● **Brief**
Output all the material that follows, exactly as given.

═══ Listed records

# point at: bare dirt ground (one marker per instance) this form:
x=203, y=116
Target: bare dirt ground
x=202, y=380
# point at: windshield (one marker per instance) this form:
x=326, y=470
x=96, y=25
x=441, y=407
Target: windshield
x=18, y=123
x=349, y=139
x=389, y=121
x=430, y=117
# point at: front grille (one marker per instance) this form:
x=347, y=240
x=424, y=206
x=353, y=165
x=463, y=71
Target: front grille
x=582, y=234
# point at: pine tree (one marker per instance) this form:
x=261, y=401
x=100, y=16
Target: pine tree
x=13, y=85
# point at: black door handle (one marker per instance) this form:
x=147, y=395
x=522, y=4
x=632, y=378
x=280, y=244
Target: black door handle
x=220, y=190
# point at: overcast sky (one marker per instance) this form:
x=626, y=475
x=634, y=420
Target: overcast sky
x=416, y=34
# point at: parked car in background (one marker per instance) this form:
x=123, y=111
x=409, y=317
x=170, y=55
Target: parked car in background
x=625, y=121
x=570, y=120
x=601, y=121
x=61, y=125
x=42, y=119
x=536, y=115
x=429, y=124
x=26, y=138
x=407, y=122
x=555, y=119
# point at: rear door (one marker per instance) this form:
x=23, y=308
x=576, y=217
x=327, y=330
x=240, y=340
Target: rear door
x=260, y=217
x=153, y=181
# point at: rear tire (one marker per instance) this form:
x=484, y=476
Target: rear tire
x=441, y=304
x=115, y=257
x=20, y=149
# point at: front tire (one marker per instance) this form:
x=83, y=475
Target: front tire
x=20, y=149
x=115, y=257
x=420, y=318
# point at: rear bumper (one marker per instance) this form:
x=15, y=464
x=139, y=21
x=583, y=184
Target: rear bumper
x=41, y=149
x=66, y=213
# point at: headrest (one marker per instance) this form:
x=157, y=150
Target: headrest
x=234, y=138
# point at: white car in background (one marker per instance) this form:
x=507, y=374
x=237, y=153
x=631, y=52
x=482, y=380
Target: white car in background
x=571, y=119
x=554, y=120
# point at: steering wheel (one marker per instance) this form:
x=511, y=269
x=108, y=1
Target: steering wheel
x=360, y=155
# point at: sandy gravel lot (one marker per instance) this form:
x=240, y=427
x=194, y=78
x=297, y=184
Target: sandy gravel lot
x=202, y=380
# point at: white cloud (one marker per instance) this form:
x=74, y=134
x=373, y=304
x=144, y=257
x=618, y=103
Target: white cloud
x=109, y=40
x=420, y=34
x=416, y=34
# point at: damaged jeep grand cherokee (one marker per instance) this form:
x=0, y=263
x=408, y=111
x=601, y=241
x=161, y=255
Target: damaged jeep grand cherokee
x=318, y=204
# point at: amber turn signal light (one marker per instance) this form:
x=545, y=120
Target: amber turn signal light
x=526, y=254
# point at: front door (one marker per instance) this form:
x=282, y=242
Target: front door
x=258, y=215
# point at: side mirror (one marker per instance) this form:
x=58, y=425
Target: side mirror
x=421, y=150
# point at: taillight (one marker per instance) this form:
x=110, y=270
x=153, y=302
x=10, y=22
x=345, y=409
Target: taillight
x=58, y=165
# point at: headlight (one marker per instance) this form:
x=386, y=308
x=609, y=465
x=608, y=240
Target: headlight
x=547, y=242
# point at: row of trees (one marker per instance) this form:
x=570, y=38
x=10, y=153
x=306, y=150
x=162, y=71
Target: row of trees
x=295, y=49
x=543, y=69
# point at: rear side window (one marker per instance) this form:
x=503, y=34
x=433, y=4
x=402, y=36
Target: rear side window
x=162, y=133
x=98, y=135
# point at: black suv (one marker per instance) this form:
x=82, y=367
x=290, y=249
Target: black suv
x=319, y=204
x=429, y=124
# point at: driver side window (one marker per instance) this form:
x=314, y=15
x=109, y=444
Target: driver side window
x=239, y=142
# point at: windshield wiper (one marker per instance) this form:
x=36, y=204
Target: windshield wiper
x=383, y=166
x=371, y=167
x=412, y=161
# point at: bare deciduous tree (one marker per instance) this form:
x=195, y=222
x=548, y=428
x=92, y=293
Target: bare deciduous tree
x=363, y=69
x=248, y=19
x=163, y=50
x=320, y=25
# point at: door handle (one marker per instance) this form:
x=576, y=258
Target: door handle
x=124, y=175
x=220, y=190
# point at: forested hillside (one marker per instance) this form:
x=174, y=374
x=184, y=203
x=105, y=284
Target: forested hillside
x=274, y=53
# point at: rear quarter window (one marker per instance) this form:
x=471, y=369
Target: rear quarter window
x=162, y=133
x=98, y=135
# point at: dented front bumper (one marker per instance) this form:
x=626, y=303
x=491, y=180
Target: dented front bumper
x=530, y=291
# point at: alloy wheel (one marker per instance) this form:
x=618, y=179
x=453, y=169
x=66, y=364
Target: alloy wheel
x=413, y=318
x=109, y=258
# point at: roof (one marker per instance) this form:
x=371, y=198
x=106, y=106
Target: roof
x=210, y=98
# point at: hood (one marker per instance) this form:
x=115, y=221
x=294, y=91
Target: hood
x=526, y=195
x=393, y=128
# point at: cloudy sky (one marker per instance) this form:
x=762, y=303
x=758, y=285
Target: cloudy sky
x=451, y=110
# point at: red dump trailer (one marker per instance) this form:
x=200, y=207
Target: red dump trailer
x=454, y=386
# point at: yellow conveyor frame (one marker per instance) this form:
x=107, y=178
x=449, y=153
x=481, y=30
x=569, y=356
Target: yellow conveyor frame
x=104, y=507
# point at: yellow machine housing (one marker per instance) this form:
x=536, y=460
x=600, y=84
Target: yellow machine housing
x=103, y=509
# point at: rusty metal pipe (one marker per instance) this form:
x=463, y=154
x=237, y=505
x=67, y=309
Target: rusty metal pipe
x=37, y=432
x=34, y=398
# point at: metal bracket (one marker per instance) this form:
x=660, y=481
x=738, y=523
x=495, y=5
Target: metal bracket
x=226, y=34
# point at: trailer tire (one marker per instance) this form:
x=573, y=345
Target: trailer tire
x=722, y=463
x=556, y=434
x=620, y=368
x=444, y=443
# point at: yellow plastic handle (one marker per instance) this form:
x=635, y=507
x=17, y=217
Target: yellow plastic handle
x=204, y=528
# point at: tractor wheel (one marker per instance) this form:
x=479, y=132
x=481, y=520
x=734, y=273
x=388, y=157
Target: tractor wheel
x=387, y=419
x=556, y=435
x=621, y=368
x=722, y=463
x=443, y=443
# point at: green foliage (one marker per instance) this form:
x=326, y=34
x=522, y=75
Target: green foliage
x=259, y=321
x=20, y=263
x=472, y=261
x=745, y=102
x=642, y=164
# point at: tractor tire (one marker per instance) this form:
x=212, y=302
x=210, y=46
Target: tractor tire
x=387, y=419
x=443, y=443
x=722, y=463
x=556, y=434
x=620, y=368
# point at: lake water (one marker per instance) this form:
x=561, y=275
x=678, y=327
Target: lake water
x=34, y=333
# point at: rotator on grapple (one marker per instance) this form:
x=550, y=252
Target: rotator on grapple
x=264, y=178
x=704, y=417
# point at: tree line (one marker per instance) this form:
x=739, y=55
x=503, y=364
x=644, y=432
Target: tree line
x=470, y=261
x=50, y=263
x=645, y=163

══════

● **Solved exercise**
# point at: bare dirt ground (one marker per instance) this form:
x=203, y=116
Target: bare dirt ground
x=202, y=380
# point at: windshield (one marker per instance) this form:
x=326, y=470
x=96, y=25
x=441, y=407
Target: windshield
x=18, y=123
x=349, y=139
x=389, y=121
x=430, y=117
# point at: front grille (one marker per instance) this form:
x=347, y=240
x=424, y=206
x=353, y=165
x=463, y=71
Target: front grille
x=582, y=234
# point at: pine tree (one marker per instance) this form:
x=261, y=401
x=100, y=16
Target: pine tree
x=13, y=85
# point at: black door handle (one marker per instance) this form:
x=147, y=395
x=522, y=4
x=632, y=378
x=280, y=244
Target: black door handle
x=220, y=190
# point at: overcast sky (one marker per instance) this form:
x=626, y=475
x=634, y=420
Target: overcast sky
x=416, y=34
# point at: parked car in background (one marker per instance) this form:
x=123, y=111
x=409, y=317
x=170, y=55
Target: parked car in background
x=625, y=121
x=570, y=120
x=601, y=121
x=61, y=125
x=42, y=119
x=536, y=115
x=429, y=124
x=26, y=138
x=407, y=122
x=555, y=119
# point at: rear door (one marker per instance) this form:
x=23, y=308
x=576, y=217
x=327, y=330
x=240, y=340
Target: rear door
x=260, y=217
x=153, y=181
# point at: rear tire (one marker per instance) this form:
x=484, y=476
Target: rear tire
x=441, y=304
x=115, y=257
x=20, y=149
# point at: front tire (one marker per instance) this form:
x=83, y=475
Target: front tire
x=20, y=149
x=115, y=257
x=420, y=318
# point at: rear bumper (one marker per instance) this form:
x=15, y=464
x=139, y=21
x=583, y=184
Target: rear bumper
x=41, y=149
x=66, y=213
# point at: headrest (one marker per instance) this form:
x=157, y=150
Target: headrest
x=234, y=138
# point at: white car in background (one marker per instance) this form:
x=507, y=374
x=237, y=153
x=631, y=52
x=482, y=380
Target: white car in background
x=571, y=119
x=554, y=120
# point at: steering wheel (one marker per instance) this form:
x=511, y=269
x=108, y=1
Target: steering wheel
x=360, y=155
# point at: sandy gravel lot (one marker per instance) this form:
x=240, y=427
x=194, y=78
x=297, y=184
Target: sandy gravel lot
x=202, y=380
# point at: white cloud (one marker per instance) this form:
x=74, y=134
x=373, y=304
x=144, y=257
x=618, y=103
Target: white cloud
x=109, y=40
x=420, y=34
x=416, y=34
# point at: damaged jeep grand cherokee (one marker per instance) this form:
x=0, y=263
x=408, y=111
x=601, y=241
x=161, y=255
Target: damaged jeep grand cherokee
x=318, y=204
# point at: amber turn signal light (one marker per instance) this form:
x=545, y=120
Target: amber turn signal light
x=526, y=254
# point at: front door (one marker per instance) this form:
x=282, y=242
Target: front door
x=258, y=215
# point at: side mirror (one marker per instance) this form:
x=58, y=425
Target: side mirror
x=421, y=150
# point at: taillight (one marker per instance) this form:
x=110, y=270
x=153, y=302
x=10, y=22
x=345, y=409
Target: taillight
x=58, y=165
# point at: headlight (one marker per instance) this form:
x=386, y=308
x=609, y=465
x=608, y=240
Target: headlight
x=547, y=242
# point at: row of trees (one marker per instance) this form:
x=570, y=38
x=10, y=153
x=306, y=150
x=162, y=71
Target: row of trees
x=295, y=49
x=543, y=69
# point at: rear side window (one marker per instance) this form:
x=503, y=34
x=433, y=4
x=402, y=36
Target: rear side window
x=162, y=133
x=98, y=135
# point at: black suv (one marker per instance) this form:
x=82, y=367
x=290, y=249
Target: black suv
x=319, y=204
x=429, y=124
# point at: driver side window (one marker per instance) this form:
x=314, y=15
x=109, y=444
Target: driver side window
x=239, y=142
# point at: windshield wiper (one marker per instance) this form:
x=36, y=204
Target: windshield wiper
x=383, y=166
x=371, y=167
x=412, y=161
# point at: bare deciduous tree (one marker per instance) this form:
x=195, y=222
x=548, y=428
x=92, y=293
Target: bare deciduous tree
x=363, y=69
x=248, y=19
x=163, y=50
x=320, y=25
# point at: door handle (one marker per instance) this form:
x=576, y=258
Target: door handle
x=124, y=175
x=220, y=190
# point at: forested hillside (one marker per instance) this form:
x=174, y=374
x=184, y=203
x=105, y=284
Target: forested hillside
x=274, y=53
# point at: rear quarter window (one marker per instance) this form:
x=471, y=369
Target: rear quarter window
x=162, y=133
x=98, y=135
# point at: dented front bumper (one marker per instance) this form:
x=626, y=303
x=491, y=180
Target: dented front bumper
x=530, y=291
# point at: alloy wheel (one marker per instance) this form:
x=618, y=179
x=453, y=169
x=66, y=364
Target: alloy wheel
x=413, y=318
x=109, y=258
# point at: roof (one marker per instance) this form:
x=371, y=198
x=106, y=106
Target: roof
x=210, y=98
# point at: hood (one marker per instance) this form:
x=115, y=221
x=294, y=91
Target: hood
x=526, y=195
x=393, y=128
# point at: cloudy sky (one marker per instance) this form:
x=762, y=303
x=758, y=285
Target: cloudy sky
x=451, y=110
# point at: red dump trailer (one marker per instance) this form:
x=200, y=207
Target: red dump trailer
x=454, y=386
# point at: yellow conveyor frame (one marker per instance) this form:
x=107, y=178
x=449, y=153
x=481, y=30
x=569, y=356
Target: yellow conveyor frame
x=104, y=507
# point at: yellow machine housing (one marker per instance) this form:
x=536, y=460
x=600, y=84
Target: yellow machine housing
x=103, y=509
# point at: rusty metal pipe (one marker per instance) this form:
x=463, y=154
x=237, y=505
x=67, y=309
Target: rusty metal pipe
x=37, y=432
x=34, y=398
# point at: metal bracket (one marker per instance) this form:
x=660, y=481
x=738, y=523
x=495, y=5
Target: metal bracket
x=226, y=34
# point at: trailer tire (one marker per instance) this form:
x=573, y=345
Target: trailer tire
x=722, y=463
x=556, y=434
x=620, y=368
x=444, y=443
# point at: yellow plastic handle (one marker per instance) this form:
x=635, y=507
x=17, y=217
Target: yellow plastic handle
x=204, y=528
# point at: tractor wheel (one marker per instance) this form:
x=479, y=132
x=481, y=520
x=734, y=273
x=388, y=157
Target: tractor wheel
x=387, y=419
x=556, y=435
x=621, y=368
x=722, y=463
x=443, y=443
# point at: green foliage (one marker per instance) this form:
x=326, y=34
x=522, y=75
Target: green foliage
x=259, y=321
x=20, y=263
x=472, y=261
x=745, y=102
x=642, y=164
# point at: tractor tire (one marker per instance) this form:
x=212, y=302
x=210, y=46
Target: tractor tire
x=387, y=419
x=443, y=443
x=722, y=463
x=556, y=434
x=620, y=368
# point at: lake water (one marker per instance) this form:
x=561, y=275
x=678, y=327
Target: lake water
x=34, y=333
# point at: rotator on grapple (one marker per instance) this form:
x=550, y=252
Target: rotator on grapple
x=264, y=178
x=704, y=417
# point at: tree line (one marker per instance) this form:
x=739, y=55
x=503, y=364
x=644, y=432
Target: tree line
x=470, y=261
x=50, y=263
x=645, y=163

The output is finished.